Can you format every line of the listing below as a JSON list of strings, one string per line, with blank lines left out?

BEGIN RECORDS TO USE

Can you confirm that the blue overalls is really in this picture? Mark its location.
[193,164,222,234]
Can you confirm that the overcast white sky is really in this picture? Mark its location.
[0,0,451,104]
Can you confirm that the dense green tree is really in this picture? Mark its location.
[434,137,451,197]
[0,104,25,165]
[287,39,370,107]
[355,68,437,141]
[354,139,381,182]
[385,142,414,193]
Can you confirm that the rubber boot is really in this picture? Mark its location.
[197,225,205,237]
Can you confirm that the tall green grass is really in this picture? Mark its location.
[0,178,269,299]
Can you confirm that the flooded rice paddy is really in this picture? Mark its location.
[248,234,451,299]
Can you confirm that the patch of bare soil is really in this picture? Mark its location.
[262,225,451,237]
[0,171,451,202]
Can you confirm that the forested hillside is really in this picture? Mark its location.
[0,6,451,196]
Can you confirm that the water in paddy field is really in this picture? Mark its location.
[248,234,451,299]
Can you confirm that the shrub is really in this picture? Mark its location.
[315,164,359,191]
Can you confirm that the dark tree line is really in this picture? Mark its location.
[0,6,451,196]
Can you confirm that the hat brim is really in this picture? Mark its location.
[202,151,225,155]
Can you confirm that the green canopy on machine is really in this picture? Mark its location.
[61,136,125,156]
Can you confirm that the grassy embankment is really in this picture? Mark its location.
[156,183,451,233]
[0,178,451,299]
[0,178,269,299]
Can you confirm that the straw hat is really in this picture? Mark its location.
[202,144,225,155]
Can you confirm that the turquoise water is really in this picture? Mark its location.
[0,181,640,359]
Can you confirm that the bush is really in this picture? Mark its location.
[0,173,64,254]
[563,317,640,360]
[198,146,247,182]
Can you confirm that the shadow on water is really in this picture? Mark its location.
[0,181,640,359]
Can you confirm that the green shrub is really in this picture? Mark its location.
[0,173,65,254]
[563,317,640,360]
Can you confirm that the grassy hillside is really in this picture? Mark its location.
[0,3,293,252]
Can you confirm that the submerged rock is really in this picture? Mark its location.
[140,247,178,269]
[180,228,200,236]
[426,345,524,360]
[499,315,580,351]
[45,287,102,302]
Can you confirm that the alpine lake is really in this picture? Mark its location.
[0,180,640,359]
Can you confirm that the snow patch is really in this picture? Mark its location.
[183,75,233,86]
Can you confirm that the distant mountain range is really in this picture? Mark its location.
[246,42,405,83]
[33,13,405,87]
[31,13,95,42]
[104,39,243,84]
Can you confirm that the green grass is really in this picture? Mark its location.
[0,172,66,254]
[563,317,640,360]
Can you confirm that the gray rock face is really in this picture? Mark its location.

END RECORDS TO USE

> REPLY TO THE EXERCISE
[
  "Can you confirm that the blue overalls is really in this picture? Mark its location.",
  "[193,164,222,234]",
  "Can you confirm that the overcast white sky is really in this picture? Mark its location.",
  "[0,0,451,104]",
  "Can you confirm that the dense green tree is really in this picture? Mark its location.",
  "[434,137,451,197]",
  "[0,104,25,165]",
  "[287,39,370,107]",
  "[355,68,437,141]",
  "[354,139,381,182]",
  "[385,142,414,193]",
  "Can you confirm that the rubber boot is really in this picture? Mark its location.",
  "[197,225,205,237]",
  "Can you confirm that the tall green grass is really in this picture? Mark its location.",
  "[0,178,269,299]",
  "Can you confirm that the flooded rice paddy is really in this picture? Mark its location.",
  "[248,234,451,299]",
  "Can you confirm that the patch of bare soil is really in this picture? Mark its location.",
  "[262,225,451,237]",
  "[0,171,451,202]",
  "Can you confirm that the forested hillside is really in this picture? Mark its location.",
  "[0,6,451,196]",
  "Can you confirm that the water in paddy field is really in this picture? Mark its location.",
  "[248,234,451,299]",
  "Can you confirm that the shrub is really in this picture? Mark its location.",
  "[315,164,359,191]",
  "Can you confirm that the dark tree line is really in this picture? Mark its location.",
  "[0,6,451,196]",
  "Can you confirm that the hat brim is really in this picture? Mark its location.",
  "[202,151,225,155]",
  "Can you confirm that the green canopy on machine is really in this picture? Mark its location.",
  "[61,136,125,156]",
  "Can you confirm that the grassy embankment is really in this picture? Mark its location.",
  "[156,183,451,233]",
  "[0,178,451,299]",
  "[0,178,269,299]",
  "Can you confirm that the straw hat is really in this picture? Mark its location.",
  "[202,144,225,155]",
  "Can you confirm that the turquoise water is really in this picture? Mark its location.",
  "[0,181,640,359]",
  "Can you confirm that the bush is really in this picture? Mark its location.",
  "[0,173,64,254]",
  "[563,317,640,360]",
  "[198,146,247,182]",
  "Can you confirm that the shadow on water is really in this picture? Mark its location.",
  "[0,181,640,359]",
  "Can you confirm that the green shrub is really in this picture? Mark its location.",
  "[0,173,65,254]",
  "[563,317,640,360]",
  "Can you confirm that the grassy hillside is really in this picture? Mark its location.",
  "[0,3,293,252]",
  "Can you confirm that the submerged rock is really in this picture? Mark its location.",
  "[140,247,178,269]",
  "[180,228,200,236]",
  "[426,345,524,360]",
  "[499,315,580,351]",
  "[45,287,102,302]",
  "Can you confirm that the alpine lake is really in this picture? Mark its location.",
  "[0,180,640,359]",
  "Can you confirm that the snow patch is really in this picture? Mark its location.",
  "[183,75,233,86]",
  "Can you confirm that the distant mountain range is really in this picture? Mark its location.",
  "[246,42,405,83]",
  "[33,13,405,87]",
  "[31,13,95,42]",
  "[104,39,243,84]",
  "Can you confirm that the green grass is really in this picture? Mark its location.",
  "[0,172,66,254]",
  "[563,317,640,360]",
  "Can you confirm that the gray rock face is really in this picture? Mark its location."
]